*** Document excerpt ***

Audrey Hepburn, the illustrious British actress, model, and humanitarian still captivates many people until today, almost 25 years after her death.
Audrey Hepburn remains alive in the hearts of her fans through her classic movies including Roman Holiday, Sabrina, Funny Face, Love in the Afternoon, The Nun’s Story , War and Peace, and many more.
People continue to experience her charity through the Audrey Hepburn Children’s Fund, which was co-founded by her sons Sean Ferrer and Luca Dotti along with Robert Wolders, her romantic partner from 1980 until her death in 1993.
During a recent interview with People magazine, Dotti and Wolders revealed how Audrey Hepburn survived starvation during World War II and addressed the issue regarding her slim figure throughout her adult life. The movie icon was 5’7’’ and managed to maintain a weight of 110 pounds.
Dotti said the rumor that her mother was skinny because she had an eating disorder was not true. According to him, “She loved Italian food and pasta. She ate a lot of grains, not a lot of meat, and a little bit of everything.”
Wolders said the same thing about the actress. She loves to eat, exercise, and had a healthy metabolism.
“We’d walk for mile. She could outwalk me. She had a healthy metabolism, but was not excessive. She never said, ‘I have to do five miles today.’ She didn’t diet. We had brown bread with jam for breakfast, lunch would be chicken or veal or pasta, often with vegetables from the garden, and for dinner we often had soup with chicken and vegetables. She had chocolate after dinner, baking chocolate. She had a finger or two of Scotch at night.”

*** End of Document excerpt ***
*** Provided information ***

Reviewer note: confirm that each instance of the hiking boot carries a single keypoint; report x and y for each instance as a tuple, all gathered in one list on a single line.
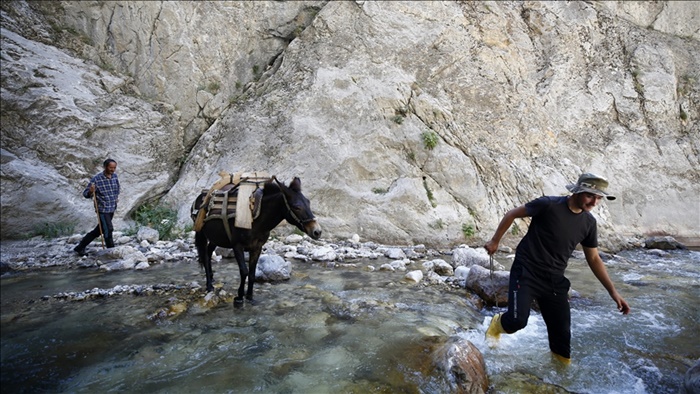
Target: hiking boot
[(563, 361), (493, 333), (80, 251)]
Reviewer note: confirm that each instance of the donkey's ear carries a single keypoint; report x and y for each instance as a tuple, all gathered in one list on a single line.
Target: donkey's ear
[(295, 185)]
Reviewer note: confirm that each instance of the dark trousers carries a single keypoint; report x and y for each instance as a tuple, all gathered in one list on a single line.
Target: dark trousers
[(551, 293), (107, 229)]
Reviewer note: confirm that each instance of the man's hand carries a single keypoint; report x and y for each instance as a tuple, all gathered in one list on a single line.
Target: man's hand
[(622, 305)]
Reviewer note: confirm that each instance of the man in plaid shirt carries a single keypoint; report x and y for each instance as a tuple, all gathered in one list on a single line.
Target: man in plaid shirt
[(105, 187)]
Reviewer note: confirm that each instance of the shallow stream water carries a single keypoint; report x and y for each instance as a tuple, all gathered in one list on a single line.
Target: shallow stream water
[(339, 330)]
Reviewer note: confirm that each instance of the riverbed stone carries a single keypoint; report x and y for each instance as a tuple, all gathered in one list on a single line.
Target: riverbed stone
[(148, 234), (272, 268), (414, 276), (463, 366)]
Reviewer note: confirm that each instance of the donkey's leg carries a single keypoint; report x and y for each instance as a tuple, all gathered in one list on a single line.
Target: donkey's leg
[(253, 262), (204, 254), (243, 269)]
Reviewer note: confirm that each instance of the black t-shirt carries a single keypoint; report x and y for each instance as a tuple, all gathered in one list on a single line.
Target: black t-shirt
[(553, 234)]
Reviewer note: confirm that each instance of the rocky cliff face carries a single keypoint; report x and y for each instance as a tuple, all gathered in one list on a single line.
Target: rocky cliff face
[(406, 121)]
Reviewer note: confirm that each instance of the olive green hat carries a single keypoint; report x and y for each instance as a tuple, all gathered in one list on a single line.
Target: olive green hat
[(591, 183)]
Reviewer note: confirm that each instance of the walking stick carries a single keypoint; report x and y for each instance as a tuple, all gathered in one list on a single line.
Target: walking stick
[(99, 220)]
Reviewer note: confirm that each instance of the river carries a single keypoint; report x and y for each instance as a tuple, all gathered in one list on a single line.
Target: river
[(338, 330)]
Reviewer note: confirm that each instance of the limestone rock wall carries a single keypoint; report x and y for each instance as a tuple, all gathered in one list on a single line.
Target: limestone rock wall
[(406, 121)]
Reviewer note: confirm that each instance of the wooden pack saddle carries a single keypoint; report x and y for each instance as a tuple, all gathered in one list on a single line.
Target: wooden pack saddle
[(237, 195)]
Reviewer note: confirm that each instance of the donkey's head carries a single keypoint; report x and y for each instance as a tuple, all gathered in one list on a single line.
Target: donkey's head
[(299, 209)]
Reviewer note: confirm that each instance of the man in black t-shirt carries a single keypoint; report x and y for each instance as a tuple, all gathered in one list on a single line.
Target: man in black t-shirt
[(558, 225)]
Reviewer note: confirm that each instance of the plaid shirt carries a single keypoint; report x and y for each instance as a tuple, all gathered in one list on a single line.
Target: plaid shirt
[(107, 190)]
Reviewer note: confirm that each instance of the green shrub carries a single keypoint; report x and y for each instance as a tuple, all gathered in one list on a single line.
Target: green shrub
[(52, 230), (158, 217), (468, 230)]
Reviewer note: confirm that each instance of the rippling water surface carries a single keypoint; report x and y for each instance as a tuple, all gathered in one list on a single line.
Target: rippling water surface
[(339, 330)]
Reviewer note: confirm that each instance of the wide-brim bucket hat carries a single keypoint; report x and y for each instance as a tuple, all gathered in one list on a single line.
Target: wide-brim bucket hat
[(591, 183)]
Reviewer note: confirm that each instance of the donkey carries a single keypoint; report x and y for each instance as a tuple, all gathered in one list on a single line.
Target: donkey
[(278, 203)]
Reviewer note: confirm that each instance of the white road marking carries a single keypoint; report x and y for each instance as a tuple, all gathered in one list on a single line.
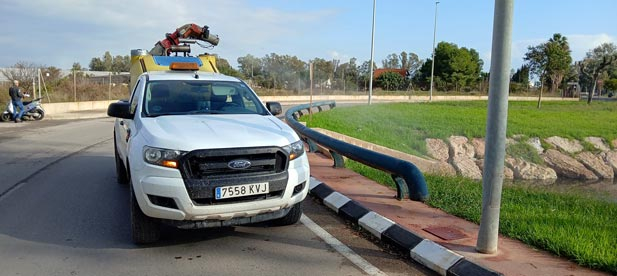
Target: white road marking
[(341, 248)]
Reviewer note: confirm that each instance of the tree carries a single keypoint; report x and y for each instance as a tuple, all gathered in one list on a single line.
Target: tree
[(347, 74), (559, 59), (549, 60), (24, 72), (364, 73), (250, 66), (77, 67), (121, 64), (96, 64), (392, 61), (226, 69), (597, 62), (521, 75), (611, 85), (390, 81), (455, 68)]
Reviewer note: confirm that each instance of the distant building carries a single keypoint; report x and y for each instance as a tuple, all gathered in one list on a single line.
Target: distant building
[(378, 72)]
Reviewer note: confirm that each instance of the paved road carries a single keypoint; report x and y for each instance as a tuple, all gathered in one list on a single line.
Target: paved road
[(62, 213)]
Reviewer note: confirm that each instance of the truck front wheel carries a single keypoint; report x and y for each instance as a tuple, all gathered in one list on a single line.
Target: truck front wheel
[(144, 229)]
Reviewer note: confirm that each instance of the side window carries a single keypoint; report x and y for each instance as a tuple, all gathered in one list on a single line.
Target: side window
[(134, 97)]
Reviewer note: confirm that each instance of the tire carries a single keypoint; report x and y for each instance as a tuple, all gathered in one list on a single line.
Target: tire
[(291, 218), (144, 229), (5, 117), (121, 174), (38, 115)]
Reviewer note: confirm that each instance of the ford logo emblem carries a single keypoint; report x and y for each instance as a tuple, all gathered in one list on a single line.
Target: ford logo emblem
[(239, 164)]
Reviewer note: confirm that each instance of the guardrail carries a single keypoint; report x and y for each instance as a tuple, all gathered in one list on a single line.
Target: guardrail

*** End of Provided information ***

### Work order A
Revise the article about Audrey Hepburn from "Audrey Hepburn, the" through "and many more.", replacing "classic movies" with "timeless films".
### Work order B
Carry on the article about Audrey Hepburn from its final sentence.

### Exercise response A
Audrey Hepburn, the illustrious British actress, model, and humanitarian still captivates many people until today, almost 25 years after her death.
Audrey Hepburn remains alive in the hearts of her fans through her timeless films including Roman Holiday, Sabrina, Funny Face, Love in the Afternoon, The Nun’s Story , War and Peace, and many more.

### Exercise response B
Audrey Hepburn and her family struggled to survive in Holland during World War II despite being members of the Dutch aristocrats. She was only eleven years old during the war and nearly died of starvation. She escaped death by eating tulip bulbs and nettles, according to Dotti.
“By the end of the war, she was very close to death. She survived by eating nettle and tulip bulbs and drinking water to fill her stomach. She was almost 5’6’’ and weighed 88 pounds. She had jaundice and edema. She suffered from anemia the rest of her life, possibly as a consequence,” said Dotti. He added that her mother was the same age as Ann Frank.
Dotti recalled her mother tearfully said about Anne Frank, “That was the girl who didn’t make it and I did.”
Audrey Hepburn was appointed Ambassador of Goodwill for UNICEF in 1989. During her appointment, she said, “I can testify to what UNICEF means to children, because I was among those who received food and medical relief right after World War II. I have a long-lasting gratitude and trust for what UNICEF does.” She worked tirelessly for the organization until the end of 1992 even if she was ill with cancer.